------
PEDOMAN KARYA
Senin, 25 Desember 2023
Komparasi
Capres Anies – Prabowo
Oleh:
Shamsi Ali
(Diaspora Indonesia
& Imam di Kota New York)
Ketika kita mendukung
dalam sebuah kontestasi, baik itu untuk kontestasi pilihan legislatif ataupun
eksekutif dan seterusnya, apalagi merupakan kontestasi presiden yang akan
menentukan arah bangsa dan negara minimal lima tahun ke depan, harusnya ada
pertimbangan dan kalkulasi yang matang.
Salah satu hal yang
menjadi pertimbangan kita dalam memilih adalah apa yang sering disebut dengan
“pilihan rasionalitas”. Seperti yang pernah saya sampaikan, kata rasionalitas
diambil dari kata “rasio” (ratio) yang berarti kalkulasi atau ukuran. Dengan
demikian, memilih pilihan artinya “mengukur-ngukur”, menimbang-nimbang, dan
melakukan perhitungan jeli terhadap masing-masing Calon Presiden (Capres).
■ ■ ■ ■
→ **Permintaan tertulis 1**: Dalam tulisan tentang perbandingan capres ini, kata rasionalitas diambil dari kata apa, dan apa artinya?

→ **Catatan dari kumpulan pelabelan titik**:
■ ■ ■ ■
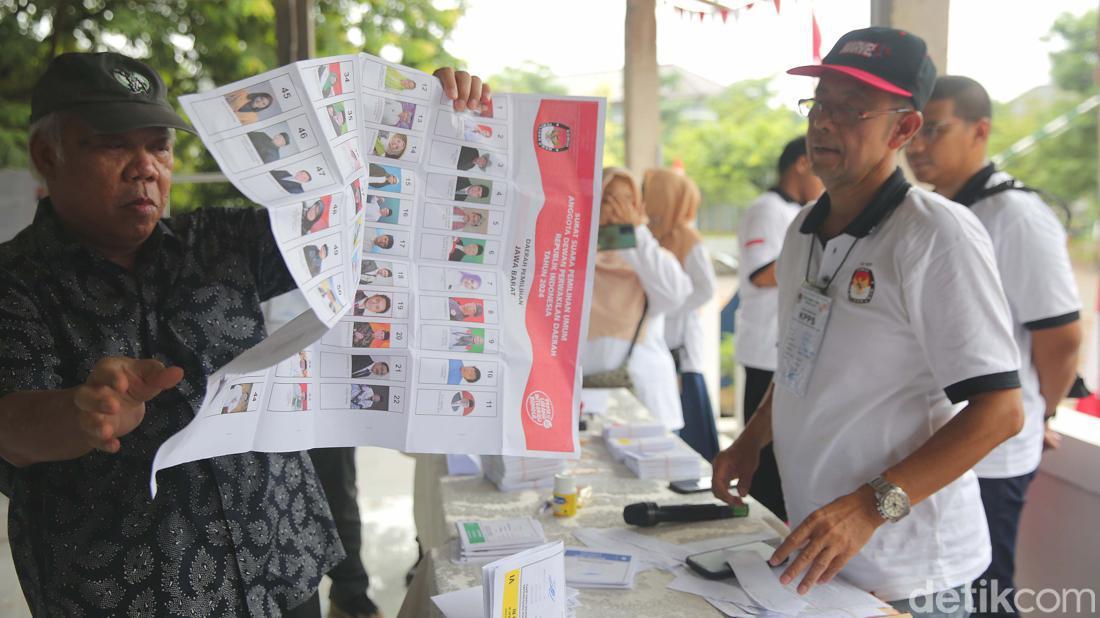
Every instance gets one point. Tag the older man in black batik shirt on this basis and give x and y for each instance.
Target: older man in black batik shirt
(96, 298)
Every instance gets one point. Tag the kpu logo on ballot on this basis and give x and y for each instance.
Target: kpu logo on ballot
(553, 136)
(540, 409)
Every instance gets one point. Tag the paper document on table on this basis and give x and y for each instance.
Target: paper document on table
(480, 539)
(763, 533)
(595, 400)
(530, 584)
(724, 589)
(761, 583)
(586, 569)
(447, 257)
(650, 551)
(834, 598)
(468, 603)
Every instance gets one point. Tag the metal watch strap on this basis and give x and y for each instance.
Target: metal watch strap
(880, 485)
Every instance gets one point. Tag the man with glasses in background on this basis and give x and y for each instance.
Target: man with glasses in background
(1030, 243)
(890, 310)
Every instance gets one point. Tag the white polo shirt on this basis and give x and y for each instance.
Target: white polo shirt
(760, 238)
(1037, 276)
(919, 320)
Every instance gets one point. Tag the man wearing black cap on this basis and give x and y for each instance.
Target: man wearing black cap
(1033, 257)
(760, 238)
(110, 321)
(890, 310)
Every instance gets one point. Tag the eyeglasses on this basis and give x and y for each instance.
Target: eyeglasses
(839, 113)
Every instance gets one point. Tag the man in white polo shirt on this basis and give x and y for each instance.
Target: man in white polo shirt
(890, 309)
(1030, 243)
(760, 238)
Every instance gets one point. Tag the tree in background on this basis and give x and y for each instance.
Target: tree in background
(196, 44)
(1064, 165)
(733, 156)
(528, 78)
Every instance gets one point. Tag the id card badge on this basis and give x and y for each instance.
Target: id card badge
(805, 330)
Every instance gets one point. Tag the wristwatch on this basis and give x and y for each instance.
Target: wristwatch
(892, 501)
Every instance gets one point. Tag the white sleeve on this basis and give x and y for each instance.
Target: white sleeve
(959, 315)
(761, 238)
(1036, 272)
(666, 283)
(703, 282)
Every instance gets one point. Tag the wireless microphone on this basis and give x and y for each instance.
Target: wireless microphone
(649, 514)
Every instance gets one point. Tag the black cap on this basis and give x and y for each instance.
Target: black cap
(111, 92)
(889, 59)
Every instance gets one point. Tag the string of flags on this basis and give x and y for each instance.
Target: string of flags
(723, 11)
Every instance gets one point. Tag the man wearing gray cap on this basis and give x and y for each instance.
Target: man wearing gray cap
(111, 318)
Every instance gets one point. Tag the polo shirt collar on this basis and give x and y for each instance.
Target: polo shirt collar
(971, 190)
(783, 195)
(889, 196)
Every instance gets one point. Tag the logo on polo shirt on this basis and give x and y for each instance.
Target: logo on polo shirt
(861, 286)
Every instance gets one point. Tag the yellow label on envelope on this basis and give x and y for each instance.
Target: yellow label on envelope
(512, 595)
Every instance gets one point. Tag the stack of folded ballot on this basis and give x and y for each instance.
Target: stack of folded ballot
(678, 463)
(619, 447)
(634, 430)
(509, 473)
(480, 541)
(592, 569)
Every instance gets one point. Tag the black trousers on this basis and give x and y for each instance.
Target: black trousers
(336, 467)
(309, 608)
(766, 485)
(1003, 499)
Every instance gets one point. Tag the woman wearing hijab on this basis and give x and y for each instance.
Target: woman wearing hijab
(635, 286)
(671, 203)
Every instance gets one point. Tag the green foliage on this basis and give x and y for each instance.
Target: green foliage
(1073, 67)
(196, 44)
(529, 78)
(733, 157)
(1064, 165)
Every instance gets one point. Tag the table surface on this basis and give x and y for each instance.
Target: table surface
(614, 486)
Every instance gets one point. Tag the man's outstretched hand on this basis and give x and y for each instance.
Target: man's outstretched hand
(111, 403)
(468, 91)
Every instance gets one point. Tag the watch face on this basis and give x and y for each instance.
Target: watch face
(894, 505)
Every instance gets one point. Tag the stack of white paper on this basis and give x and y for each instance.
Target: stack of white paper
■ ■ ■ ■
→ **Permintaan tertulis 2**: Pilih setiap baris daftar yang memuat kata "yellow". Huruf besar dan kecil dibedakan.

→ **Penyelesaian 1**: Dari kata "rasio" (ratio), yang berarti kalkulasi atau ukuran.

→ **Penyelesaian 2**:
Every instance gets one point. Tag the yellow label on envelope on this basis and give x and y for each instance.
Target: yellow label on envelope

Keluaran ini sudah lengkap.